[Record set — start]

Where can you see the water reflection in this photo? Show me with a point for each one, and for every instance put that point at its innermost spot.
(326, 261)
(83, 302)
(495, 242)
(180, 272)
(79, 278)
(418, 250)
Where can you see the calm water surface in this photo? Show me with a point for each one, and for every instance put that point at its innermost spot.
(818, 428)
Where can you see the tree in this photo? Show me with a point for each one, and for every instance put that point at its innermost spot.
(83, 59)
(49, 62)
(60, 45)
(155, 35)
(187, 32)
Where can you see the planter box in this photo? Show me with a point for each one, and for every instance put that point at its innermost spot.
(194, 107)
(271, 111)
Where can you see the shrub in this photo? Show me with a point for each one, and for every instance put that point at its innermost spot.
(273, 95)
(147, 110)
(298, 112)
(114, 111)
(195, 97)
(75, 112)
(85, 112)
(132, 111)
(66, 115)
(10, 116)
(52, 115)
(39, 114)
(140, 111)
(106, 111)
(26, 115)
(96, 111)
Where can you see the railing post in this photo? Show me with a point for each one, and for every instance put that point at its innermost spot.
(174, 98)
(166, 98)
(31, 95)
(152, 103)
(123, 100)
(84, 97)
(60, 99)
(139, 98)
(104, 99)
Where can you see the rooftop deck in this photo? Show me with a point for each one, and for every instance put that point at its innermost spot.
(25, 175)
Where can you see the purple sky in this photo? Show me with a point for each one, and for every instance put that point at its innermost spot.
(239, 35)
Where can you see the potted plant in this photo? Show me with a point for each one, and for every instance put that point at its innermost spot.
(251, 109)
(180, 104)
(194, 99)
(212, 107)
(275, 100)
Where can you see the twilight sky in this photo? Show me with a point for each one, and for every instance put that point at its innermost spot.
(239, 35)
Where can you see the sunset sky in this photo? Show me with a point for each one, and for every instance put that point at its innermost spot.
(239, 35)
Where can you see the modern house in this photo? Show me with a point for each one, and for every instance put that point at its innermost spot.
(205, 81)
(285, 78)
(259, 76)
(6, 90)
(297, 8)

[Record set — finish]

● The task
Return every entry above with nothing altered.

● Response to the exercise
Where can you see the water reflection in this photo? Show me with a point for each one, and for every instance put that point at its innermost spot.
(326, 261)
(83, 302)
(495, 242)
(180, 272)
(79, 278)
(418, 250)
Where can you see the calm water surface in this photo? Show me with a point for each one, and for every instance put that point at its innermost spot.
(818, 428)
Where can you see the tree in this photo? Show me with a point for each one, and for every instance put that point at its innermost spot.
(83, 59)
(49, 62)
(60, 45)
(155, 35)
(187, 32)
Where can you see the planter box in this photo? Show me with a point for each one, and for every instance put that point at its innermost spot.
(194, 107)
(271, 111)
Where can you see the shrub in this photo? Show me with a point for each one, and for every instance put that point at its innermost spot.
(273, 95)
(147, 110)
(298, 112)
(114, 111)
(195, 97)
(75, 112)
(85, 112)
(132, 111)
(66, 115)
(10, 116)
(52, 115)
(39, 114)
(140, 111)
(106, 111)
(26, 115)
(96, 111)
Where can you see the railing post in this photo? Show me with a point for each one, and for every instance put that point at its innermost spot.
(174, 98)
(166, 98)
(31, 95)
(152, 103)
(123, 100)
(84, 97)
(60, 99)
(139, 98)
(104, 99)
Where can you see the rooftop deck in this photo? Show me with a point for each one, and for every instance put that point at its innermost spot.
(25, 175)
Where can you see the purple sky in this photo? Show me with a point for each one, and for every instance put that point at its innermost spot.
(239, 35)
Where can you see the potted plant in this photo? Show me with a point for each one, and for every instance put that point at its innermost spot.
(251, 109)
(180, 104)
(194, 99)
(212, 107)
(275, 100)
Where can you see the twilight sky in this photo? Show me with a point for each one, and for every instance put that point at its innermost spot.
(239, 35)
Where can you see the sunset sky in this photo? Show me with a point for each one, and for every instance put that point at its innermost spot.
(239, 35)
Where can you see the modern house in this photo? Show me with a point for each one, and for every instance put that point at its innermost spot.
(205, 81)
(285, 78)
(259, 76)
(6, 90)
(297, 8)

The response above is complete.